TRECHO ->
■ ■ ■

Em todos os casos, houve uma mobilização da sociedade e do governo, na forma de investimentos públicos e privados, programas estruturantes, ajustes na regulamentação vigente, incentivos fiscais, dentre outros, que permitiram a inserção gradual de novas energias a um custo competitivo para a sociedade. Para o momento atual da transição energética, não será diferente.
O coprocessamento dos óleos vegetais disponíveis, como a soja, é a opção mais econômica que se dispõe atualmente, agregando mais valor aos ativos de refino existentes no país e ao potencial agro que o Brasil dispõe. Alternativas complementares estão sendo construídas em relação às matérias-primas e às novas tecnologias, ao seu tempo e de olho na economicidade da oferta de energia sustentável.
Garantir a oferta líquida de energia, outro pilar essencial no processo de transição, é parte do complexo movimento de transformação em curso. Neste sentido, a Petrobras atua fortemente para maximizar o uso das suas refinarias, bem como para ampliar a oferta de combustíveis (com investimentos no Gaslub, no segundo trem da Rnest e outros projetos de ampliação do refino e biorrefino), com total atenção ao racional econômico.

■ ■ ■

INFORMAÇÕES REGISTRADAS ->
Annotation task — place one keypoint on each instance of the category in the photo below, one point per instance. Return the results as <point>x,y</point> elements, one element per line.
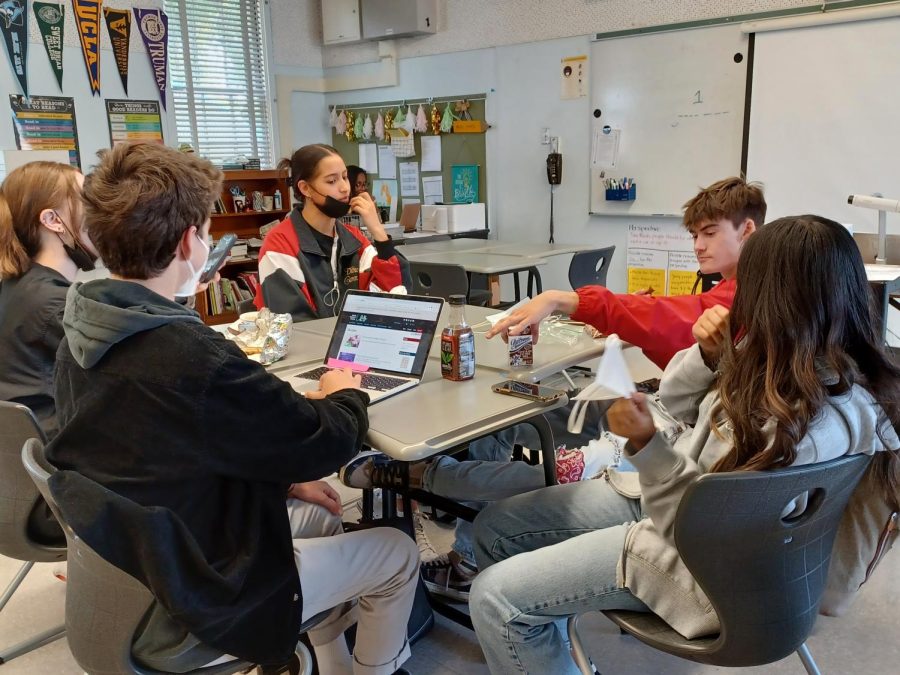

■ ■ ■

INSTRUÇÕES DE TRABALHO -> Continue o trecho sobre a transição energética e o refino no Brasil, começando logo após a sua última frase.

RESPOSTA AO EXERCÍCIO ->
Assim, busca-se atender ao crescimento da demanda de combustíveis no país, ao mesmo tempo em que a empresa se prepara para atuar no mercado de biocombustíveis avançados, com diversificação das suas matérias-primas e contribuindo para a transição energética. Vamos adiante, há muito por fazer.
Este artigo expressa exclusivamente a posição dos autores e não necessariamente da instituição para a qual trabalham ou estão vinculados.
Leonardo Martins Barbosa é coordenador de Implantação de Projetos da Petrobras. Ricardo Drolhe Montaury Pimenta é consultor sênior de Tecnologias de Refino da Petrobras. E José Luiz Zotin é consultor master de Biorrefino do Centro de Pesquisas da Petrobras.
Referências
ABIOVE. Estatística. Disponível em:<https://abiove.org.br/estatisticas>. Acessado em novembro de 2023.
ANP. Anuário Estatístico Brasileiro do Petróleo, Gás Natural e Biocombustíveis 2023. Disponível em: <https://www.gov.br/anp/pt-br/centrais-de-conteudo/publicacoes/anuario-estatistico/arquivos-anuario-estatistico-2023/secao-4/tabelas/t4-13.xls>. Acessado em novembro de 2023.
MAPA. Proposta de Revisão do Plano Setorial para Adaptação à Mudança do Clima e Baixa Emissão de Carbono na Agropecuária, com vistas ao Desenvolvimento Sustentável – Ministério da Agricultura, Pecuária e Abastecimento. Plano Operacional ABC+ 2020-2030 – 2023. Disponível em: <https://www.gov.br/agricultura/pt-br/assuntos/sustentabilidade/planoabc-abcmais/publicacoes/abc-portugues.pdf>. Acessado em novembro de 2023.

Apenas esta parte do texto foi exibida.